Records supplied:
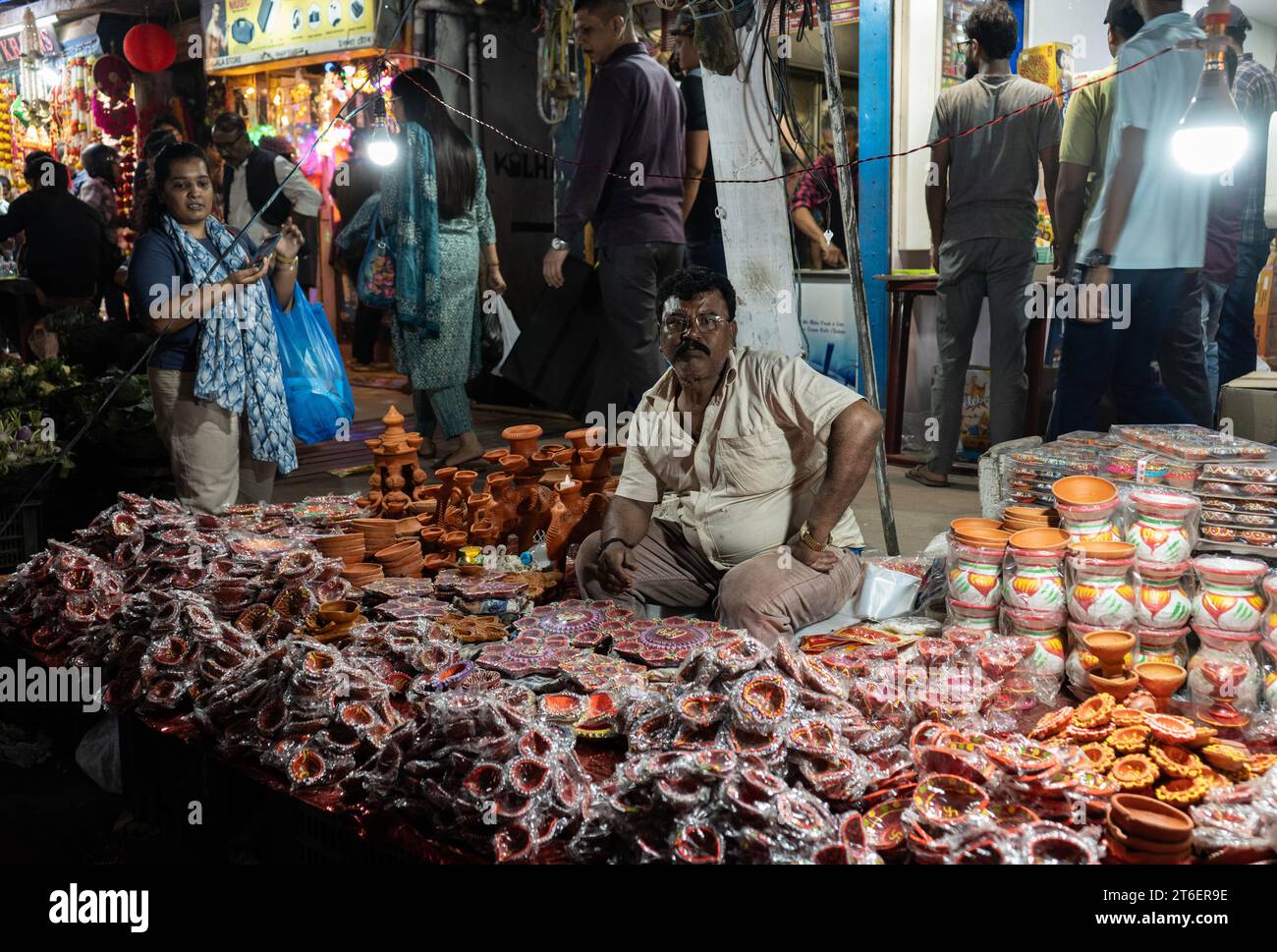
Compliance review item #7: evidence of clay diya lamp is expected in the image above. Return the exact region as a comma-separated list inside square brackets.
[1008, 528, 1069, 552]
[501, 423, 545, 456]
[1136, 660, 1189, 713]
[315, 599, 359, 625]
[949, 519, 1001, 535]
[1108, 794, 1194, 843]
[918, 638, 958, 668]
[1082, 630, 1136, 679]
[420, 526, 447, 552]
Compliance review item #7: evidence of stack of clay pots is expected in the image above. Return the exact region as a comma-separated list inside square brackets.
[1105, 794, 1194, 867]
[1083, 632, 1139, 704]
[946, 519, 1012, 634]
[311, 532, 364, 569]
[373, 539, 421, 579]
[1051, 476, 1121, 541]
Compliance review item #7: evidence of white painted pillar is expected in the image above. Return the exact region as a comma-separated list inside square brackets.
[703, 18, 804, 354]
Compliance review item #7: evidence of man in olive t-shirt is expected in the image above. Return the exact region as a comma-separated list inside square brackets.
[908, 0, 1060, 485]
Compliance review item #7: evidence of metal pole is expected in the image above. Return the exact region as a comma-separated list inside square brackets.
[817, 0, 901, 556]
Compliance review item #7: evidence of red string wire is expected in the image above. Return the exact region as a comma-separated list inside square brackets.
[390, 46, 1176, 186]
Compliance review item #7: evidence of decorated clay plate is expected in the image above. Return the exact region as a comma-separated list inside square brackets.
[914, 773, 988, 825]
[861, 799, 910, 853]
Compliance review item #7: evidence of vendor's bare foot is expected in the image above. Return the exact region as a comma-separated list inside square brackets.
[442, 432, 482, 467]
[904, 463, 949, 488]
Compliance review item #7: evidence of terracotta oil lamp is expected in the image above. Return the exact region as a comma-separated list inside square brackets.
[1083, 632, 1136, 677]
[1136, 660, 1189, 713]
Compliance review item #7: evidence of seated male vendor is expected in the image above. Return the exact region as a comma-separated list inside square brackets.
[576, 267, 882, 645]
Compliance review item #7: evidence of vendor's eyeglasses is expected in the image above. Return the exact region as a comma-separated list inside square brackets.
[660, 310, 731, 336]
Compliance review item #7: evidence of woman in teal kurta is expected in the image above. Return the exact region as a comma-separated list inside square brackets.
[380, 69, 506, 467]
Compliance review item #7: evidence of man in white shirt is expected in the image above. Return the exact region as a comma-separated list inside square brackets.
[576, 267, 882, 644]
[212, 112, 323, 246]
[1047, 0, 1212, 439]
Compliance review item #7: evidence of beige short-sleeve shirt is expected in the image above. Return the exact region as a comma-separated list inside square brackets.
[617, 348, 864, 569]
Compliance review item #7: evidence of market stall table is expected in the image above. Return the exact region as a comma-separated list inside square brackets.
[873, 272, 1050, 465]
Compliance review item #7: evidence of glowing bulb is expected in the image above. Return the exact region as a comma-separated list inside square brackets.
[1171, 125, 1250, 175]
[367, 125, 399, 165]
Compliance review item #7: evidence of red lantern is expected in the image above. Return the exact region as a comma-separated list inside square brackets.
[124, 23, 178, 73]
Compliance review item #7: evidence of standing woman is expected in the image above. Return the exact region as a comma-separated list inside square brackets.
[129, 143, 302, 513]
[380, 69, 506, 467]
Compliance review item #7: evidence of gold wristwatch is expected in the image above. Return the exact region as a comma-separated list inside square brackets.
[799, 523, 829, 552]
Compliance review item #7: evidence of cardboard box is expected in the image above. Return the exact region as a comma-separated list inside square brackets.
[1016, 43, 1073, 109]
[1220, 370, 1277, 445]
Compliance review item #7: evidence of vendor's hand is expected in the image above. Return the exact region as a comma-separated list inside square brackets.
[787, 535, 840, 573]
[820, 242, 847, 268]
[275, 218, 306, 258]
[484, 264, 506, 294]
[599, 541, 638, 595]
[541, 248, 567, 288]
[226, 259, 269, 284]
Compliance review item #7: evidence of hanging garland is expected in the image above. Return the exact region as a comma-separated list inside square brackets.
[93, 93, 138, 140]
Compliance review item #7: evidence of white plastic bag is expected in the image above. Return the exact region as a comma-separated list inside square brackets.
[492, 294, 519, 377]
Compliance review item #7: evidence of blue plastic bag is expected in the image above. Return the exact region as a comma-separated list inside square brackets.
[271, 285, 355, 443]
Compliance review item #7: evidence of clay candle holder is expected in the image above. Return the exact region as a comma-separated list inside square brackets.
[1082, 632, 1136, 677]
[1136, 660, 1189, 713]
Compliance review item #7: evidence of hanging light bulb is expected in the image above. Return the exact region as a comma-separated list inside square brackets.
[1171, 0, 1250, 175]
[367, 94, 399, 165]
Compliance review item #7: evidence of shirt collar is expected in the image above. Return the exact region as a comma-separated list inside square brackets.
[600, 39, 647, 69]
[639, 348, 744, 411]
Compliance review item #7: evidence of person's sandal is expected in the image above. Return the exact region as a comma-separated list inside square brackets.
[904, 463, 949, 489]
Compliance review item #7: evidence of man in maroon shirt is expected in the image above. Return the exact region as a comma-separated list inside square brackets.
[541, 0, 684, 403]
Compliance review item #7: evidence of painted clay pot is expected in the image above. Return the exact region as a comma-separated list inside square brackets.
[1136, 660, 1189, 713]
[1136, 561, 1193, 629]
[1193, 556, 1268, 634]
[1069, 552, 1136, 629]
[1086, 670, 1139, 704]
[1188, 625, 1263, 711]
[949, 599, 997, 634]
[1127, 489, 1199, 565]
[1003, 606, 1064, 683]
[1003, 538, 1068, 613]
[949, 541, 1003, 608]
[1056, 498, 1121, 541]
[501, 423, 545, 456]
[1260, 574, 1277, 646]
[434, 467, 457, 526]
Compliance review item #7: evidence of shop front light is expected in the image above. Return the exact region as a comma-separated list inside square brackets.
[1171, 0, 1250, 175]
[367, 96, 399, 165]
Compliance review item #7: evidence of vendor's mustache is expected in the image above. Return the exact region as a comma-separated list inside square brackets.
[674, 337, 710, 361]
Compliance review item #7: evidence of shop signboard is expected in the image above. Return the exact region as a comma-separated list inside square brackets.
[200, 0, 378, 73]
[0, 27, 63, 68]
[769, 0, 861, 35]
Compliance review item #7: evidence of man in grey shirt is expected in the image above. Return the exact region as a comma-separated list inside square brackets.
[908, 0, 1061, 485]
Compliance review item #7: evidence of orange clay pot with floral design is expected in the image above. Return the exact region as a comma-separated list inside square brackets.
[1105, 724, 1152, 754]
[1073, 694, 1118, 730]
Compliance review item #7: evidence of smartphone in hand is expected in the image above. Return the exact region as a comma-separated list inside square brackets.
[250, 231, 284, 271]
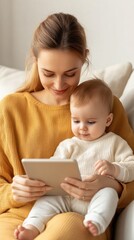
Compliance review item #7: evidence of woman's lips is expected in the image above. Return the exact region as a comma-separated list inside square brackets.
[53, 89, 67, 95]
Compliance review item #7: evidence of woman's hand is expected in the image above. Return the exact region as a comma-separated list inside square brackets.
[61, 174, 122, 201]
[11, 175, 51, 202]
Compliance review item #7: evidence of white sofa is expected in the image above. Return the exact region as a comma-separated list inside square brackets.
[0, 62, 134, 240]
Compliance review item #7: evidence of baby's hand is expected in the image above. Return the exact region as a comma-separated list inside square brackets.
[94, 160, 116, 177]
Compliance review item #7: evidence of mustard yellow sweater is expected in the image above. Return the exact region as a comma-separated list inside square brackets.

Given instruction: Reproduce every item above word for word, omitting the pictures.

Output of the task:
Compliance review item #7: evidence of clay diya lamp is expected in the image above. Return the exact region as a comma-separated list inside square brackets.
[1008, 528, 1069, 552]
[501, 423, 545, 456]
[1136, 660, 1189, 713]
[315, 599, 359, 625]
[949, 519, 1001, 535]
[1108, 794, 1194, 843]
[918, 638, 958, 668]
[1082, 630, 1136, 679]
[420, 526, 447, 552]
Compliance review item #7: evidence of stack of clay pots is expected in the image above. Return the exact region as a comma-separated list inside square brackets.
[1105, 794, 1194, 867]
[1083, 632, 1139, 704]
[946, 519, 1012, 634]
[311, 532, 364, 569]
[373, 539, 421, 579]
[1051, 476, 1121, 541]
Compliance review item #7: evidence of white painted pillar is expected in the image above. Return the exact region as a comma-separated list inside square brackets.
[703, 18, 804, 354]
Compliance review item #7: evidence of man in olive t-shirt is expected in the image above. Return the exact region as a comma-separated list inside square brackets.
[908, 0, 1060, 485]
Compliance review item #7: evidence of metal pole is expected in the image above. Return the exact region as a comma-separated list inside square brackets.
[817, 0, 901, 556]
Compliance review item #7: evidence of red string wire is expected in the image above. Return the exact region as a comma-separated list inside square brackets.
[390, 46, 1176, 186]
Compliance review item #7: evidence of decorated clay plate is expected in the image above. Return the exact region as a comma-separated list inside square brackets.
[914, 773, 988, 825]
[861, 799, 910, 853]
Compliance review item #7: evidence of vendor's bare foot is expected in the image above. Return the exact region as a comma-separated list inside square brackets.
[442, 432, 482, 467]
[904, 463, 949, 488]
Compliance review item #7: evidence of terracotta oil lamp is expected in the image above. Return the exact region as a comma-separated list inside square brackets.
[1083, 632, 1136, 677]
[1136, 660, 1189, 713]
Compliance review item #7: evidence of seated male vendor is expected in the image above. Return the exact region as a comma-separated list inside square brackets.
[576, 267, 882, 645]
Compliance review item #7: evidence of vendor's eyeglasses is expected in the image above. Return the exact region as a comma-separated list inside square brackets.
[660, 310, 731, 336]
Compliance review item #7: evidence of woman in teal kurta is expected in the image above. Return the exact region as a comma-separated list inside square brackets.
[380, 69, 506, 467]
Compliance review item #7: evidence of man in white shirt is expected in the image above. Return the exact region as a comma-separated list inside square brackets.
[576, 267, 882, 644]
[212, 112, 323, 246]
[1047, 0, 1212, 439]
Compliance review item #7: evidence of beige short-sleeve shirt is expected in the image above. Return the exact region as a comma-separated list inside square brackets.
[617, 348, 864, 569]
Compliance review item #7: evidence of market stall table is expected in the image above. Return the exact region as a comma-separated list inside square brackets.
[873, 272, 1050, 465]
Compliance review item #7: evidence of glowing bulb is expected in the image above. Return the exact region as a comma-separated list inside square brackets.
[1171, 125, 1250, 175]
[367, 125, 399, 165]
Compliance review item #7: evidence of red lantern is expected in the image above. Return the exact region as a comma-separated list inside square brackets.
[124, 23, 178, 73]
Compliance review item #7: evidence of standing woman is expected in the image above. Return the exact region as a comma-separated list inside square brackets.
[129, 143, 302, 513]
[380, 69, 506, 467]
Compliance review item #7: evidence of gold wristwatch is expected in the image above. Return the exact region as a comma-separated list inside square brackets.
[799, 523, 829, 552]
Compliance review item #7: evidence of cardboard box is expected in the image above. Return the exact region as a comma-separated list inside square brackets.
[1016, 43, 1073, 109]
[1220, 370, 1277, 445]
Compliance review item #7: evidence of vendor's hand is expected in the image above. Return the exact region as a comma-separated list inside square brackets.
[787, 535, 840, 573]
[820, 242, 847, 268]
[275, 218, 306, 258]
[484, 264, 506, 294]
[599, 541, 638, 595]
[541, 248, 567, 288]
[226, 259, 269, 284]
Compliance review item #7: evidence of hanging garland is expected in the image above. Return the exact region as a comma-separated list inside square brackets.
[93, 93, 138, 140]
Compliance review item #7: evidence of white plastic bag is expected in the image above. Return the exact region as a comma-separated list inside square brackets.
[492, 294, 519, 377]
Compliance review item #7: evidence of blue plastic bag is expected in the image above. Return the exact region as a comma-separated list inside square brackets.
[271, 285, 355, 443]
Compliance review item #7: evidence of clay candle holder is expected in the image above. Return the exact region as a comma-separated list inside square brackets.
[1082, 632, 1136, 677]
[1136, 660, 1189, 713]
Compliance review item #7: evidence of hanging light bulb is expected in the image above. Return the exact region as a comma-separated list inside square brackets.
[1171, 0, 1250, 175]
[367, 94, 399, 165]
Compliance review item #7: evidence of shirt collar is expected in the image above. Return the exact region as a comma-separated list inside square brackets.
[600, 39, 647, 69]
[639, 348, 744, 411]
Compliance review item #7: evidence of person's sandal is expected in the image above. Return the exact region as a comma-separated list inside square brackets.
[904, 463, 949, 489]
Compliance review item #7: evidence of man in maroon shirt is expected in the image above. Return the exact region as a comma-separated list inside square brackets.
[541, 0, 684, 403]
Compliance review item #7: evidence of painted clay pot is expected in the image above. Return the exact region as a comma-separated list inside square brackets.
[1136, 660, 1189, 713]
[1136, 561, 1193, 629]
[1193, 556, 1268, 634]
[1069, 552, 1136, 629]
[1086, 670, 1139, 704]
[1188, 625, 1263, 711]
[949, 599, 997, 634]
[1127, 489, 1199, 565]
[1003, 606, 1064, 683]
[1003, 538, 1068, 613]
[949, 541, 1003, 608]
[1056, 498, 1121, 541]
[501, 423, 545, 456]
[1260, 574, 1277, 646]
[434, 467, 457, 526]
Compliance review item #7: evidence of shop front light is expected in the image above. Return the exact region as a comma-separated list inside square brackets.
[1171, 0, 1250, 175]
[367, 96, 399, 165]
Compliance review item #7: evidence of vendor's mustache is expected in the image above. Return the exact region as a comma-separated list inside square brackets.
[674, 337, 710, 361]
Compliance review item #7: evidence of shop signboard is expected in the image above. Return the exact region as a comma-separated list inside square brackets.
[200, 0, 378, 73]
[0, 27, 63, 68]
[769, 0, 861, 35]
Compliance review item #7: evidence of man in grey shirt is expected in the image above. Return the exact region as a comma-separated list inside square brackets.
[908, 0, 1061, 485]
Compliance review item #7: evidence of orange clay pot with floral design is expected in the image above. Return the exact region as a comma-separated list inside square brackets.
[1105, 724, 1152, 754]
[1073, 694, 1118, 730]
Compliance review item #7: evidence of smartphone in hand is expected in the image above. Return the exact region as a comma-separated list inside square brackets.
[250, 231, 284, 271]
Compliance review item #7: evidence of woman's lips is expected in the image above. Return the exact region as a comma-separated list inside square brackets.
[53, 89, 67, 95]
Compliance review item #7: evidence of woman's hand is expected in the image above. Return the exact region as a comma-separated list inside square brackets.
[61, 174, 122, 201]
[11, 175, 51, 202]
Compliance review item #7: evidence of white sofa is expected in the image above. Return the exact region as a comma-separated list inside square brackets.
[0, 62, 134, 240]
Compliance review item #7: evidence of baby's hand is expected in the image above. Return the exact region as a comma-separated list inside square brackets.
[94, 160, 116, 177]
Compliance review item #7: evidence of mustard yellow sweater is expected in the image above. Return the exact region as a comma-separated list inside square brackets.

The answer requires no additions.